Texto para leer ::
==========
Los milagros de Dios no tienen tamaño
“Antes que ellos me llamen, yo les responderé; antes que terminen de hablar, yo los escucharé” (Isa. 65:24).
Cuando aquella dama se paró frente al grupo de mujeres para dar su testimonio, nos compartió acerca de cómo Dios obró un milagro en su vida, haciendo que el cáncer que padecía desapareciera de su cuerpo sin que los médicos pudieran encontrarle una explicación. Me quedé impresionada y reflexiva al mismo tiempo. Cuando yo pasé por una situación parecida a la suya, oré mucho por un milagro semejante al de ella; sin embargo, nada evitó que fuera sometida a una cirugía muy complicada y dolorosa.
Aquel testimonio me llevó a pensar que tal vez yo no era merecedora de un milagro como el que había recibido ella. Pero después comprendí que me equivocaba; lo que en realidad sucedió es que lo recibí de manera diferente. Con el paso del tiempo, mi percepción del cuidado de Dios hacia mí ha cambiado mucho.
La vida misma y lo que la sostiene es un milagro. Cada respiración, cada latido del corazón, el diseño de nuestros ojos, nuestra capacidad de oír, saborear y oler son actos milagrosos, cuya explicación escapa a la mente más erudita.
Antes de esperar que suceda un milagro sobrenatural en tu vida, aprende a apreciar aquellos que, sin darte cuenta, pasas por alto, por considerarlos pequeños e insignificantes; me refiero a los milagros que tienen lugar en tu rutina diaria. La fuerza física que tienes para realizar tus tareas, una familia unida, el techo bajo el que te refugias de las inclemencias de la vida, los bebés que nacen, la fruta que se gesta en las ramas de un árbol, las flores que crecen en el campo sin cuidado humano, todos son milagros que proceden de Dios. Todos los días recibimos sus milagros.
Que tu oración de hoy sea: “Gracias, Padre, por todas las bendiciones que recibo de ti. Ayúdame a apreciar los milagros que hacen posible mi existencia en este planeta. Dame fe para esperar confiadamente en que tú obrarás en mi vida en el mejor momento”.
==========
Material de origen ::

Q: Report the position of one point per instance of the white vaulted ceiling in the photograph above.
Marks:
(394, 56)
==========
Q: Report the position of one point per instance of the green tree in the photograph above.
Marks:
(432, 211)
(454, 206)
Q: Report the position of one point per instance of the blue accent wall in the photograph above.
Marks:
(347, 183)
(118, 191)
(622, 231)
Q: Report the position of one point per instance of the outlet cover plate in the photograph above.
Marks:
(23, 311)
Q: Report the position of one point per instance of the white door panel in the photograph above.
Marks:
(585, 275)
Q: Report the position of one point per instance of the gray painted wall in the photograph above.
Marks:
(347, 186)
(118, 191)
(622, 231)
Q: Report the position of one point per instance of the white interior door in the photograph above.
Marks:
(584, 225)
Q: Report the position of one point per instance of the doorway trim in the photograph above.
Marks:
==========
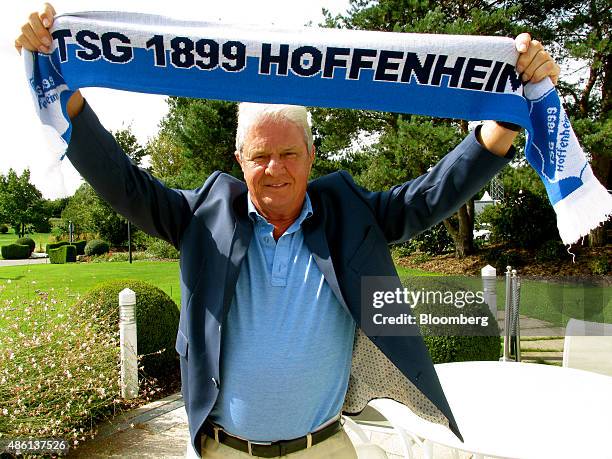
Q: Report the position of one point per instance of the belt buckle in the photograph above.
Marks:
==========
Preguntas ::
- A) Según el texto sobre los milagros, ¿qué desapareció del cuerpo de la dama que dio su testimonio?
- B) Cita literalmente del texto sobre los milagros el fragmento que empieza en "Cuando aquella dama" y termina en "complicada y dolorosa.".

Respuestas ::
- A) El cáncer que padecía.

- B)
Cuando aquella dama se paró frente al grupo de mujeres para dar su testimonio, nos compartió acerca de cómo Dios obró un milagro en su vida, haciendo que el cáncer que padecía desapareciera de su cuerpo sin que los médicos pudieran encontrarle una explicación. Me quedé impresionada y reflexiva al mismo tiempo. Cuando yo pasé por una situación parecida a la suya, oré mucho por un milagro semejante al de ella; sin embargo, nada evitó que fuera sometida a una cirugía muy complicada y dolorosa.